EXERCISE: Rewrite everything from the line containing "class:green foliage | box_all" down to the line containing "[0,1,600,268]", both included, changing "blue sky" to "clear sky" and keeping every other character as it is. Leave the pictures out of the answer.

EXTRACTED ENTRIES:
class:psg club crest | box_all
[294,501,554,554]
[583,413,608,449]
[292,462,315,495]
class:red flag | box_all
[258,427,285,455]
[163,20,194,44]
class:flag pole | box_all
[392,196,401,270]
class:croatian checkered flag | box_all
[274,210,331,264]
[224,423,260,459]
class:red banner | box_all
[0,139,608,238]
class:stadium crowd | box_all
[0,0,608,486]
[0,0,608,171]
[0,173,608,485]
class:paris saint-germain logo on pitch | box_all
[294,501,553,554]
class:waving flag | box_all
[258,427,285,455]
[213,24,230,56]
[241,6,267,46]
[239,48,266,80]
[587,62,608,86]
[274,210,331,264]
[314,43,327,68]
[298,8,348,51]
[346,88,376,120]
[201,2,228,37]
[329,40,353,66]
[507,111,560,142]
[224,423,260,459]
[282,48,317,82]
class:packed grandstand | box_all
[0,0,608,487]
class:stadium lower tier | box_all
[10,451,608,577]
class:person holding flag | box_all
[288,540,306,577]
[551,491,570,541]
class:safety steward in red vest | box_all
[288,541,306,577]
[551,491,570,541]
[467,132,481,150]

---

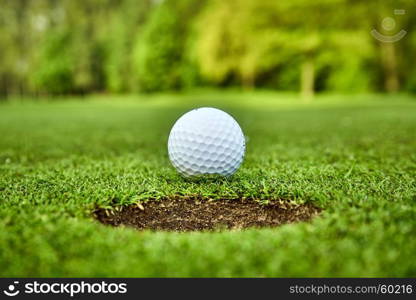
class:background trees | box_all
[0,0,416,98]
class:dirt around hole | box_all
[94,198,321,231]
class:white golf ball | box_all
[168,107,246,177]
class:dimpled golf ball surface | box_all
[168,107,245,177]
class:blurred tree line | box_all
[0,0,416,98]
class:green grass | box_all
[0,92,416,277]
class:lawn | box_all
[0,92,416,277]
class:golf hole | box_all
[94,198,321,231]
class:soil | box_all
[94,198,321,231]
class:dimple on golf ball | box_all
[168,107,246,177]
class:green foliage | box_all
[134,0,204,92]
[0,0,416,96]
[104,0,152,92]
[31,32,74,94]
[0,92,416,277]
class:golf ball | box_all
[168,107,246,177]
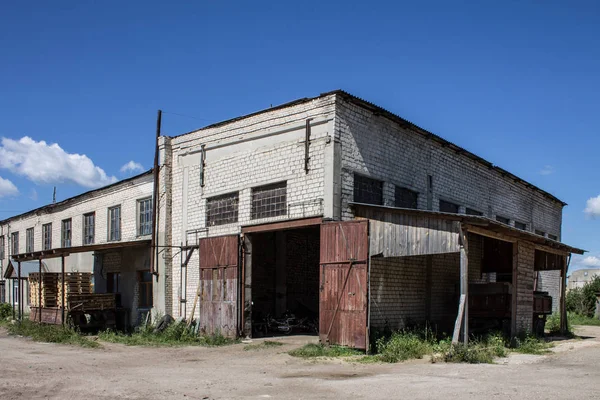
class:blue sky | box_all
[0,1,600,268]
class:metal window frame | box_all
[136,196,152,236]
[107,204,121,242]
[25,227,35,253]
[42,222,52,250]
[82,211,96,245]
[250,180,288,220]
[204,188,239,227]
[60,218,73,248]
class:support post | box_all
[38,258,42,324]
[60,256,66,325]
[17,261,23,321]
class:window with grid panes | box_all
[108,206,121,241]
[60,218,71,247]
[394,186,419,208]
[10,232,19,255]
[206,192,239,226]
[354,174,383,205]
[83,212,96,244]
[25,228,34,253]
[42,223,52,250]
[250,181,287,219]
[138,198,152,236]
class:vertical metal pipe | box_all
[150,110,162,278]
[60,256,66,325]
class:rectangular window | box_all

SOLUTION FOR THIS PROBLEM:
class:green foliage | box_all
[134,0,204,92]
[0,0,416,96]
[104,0,152,92]
[31,32,74,94]
[0,92,416,277]
class:golf ball | box_all
[168,107,246,177]
class:clear sky | box_all
[0,1,600,268]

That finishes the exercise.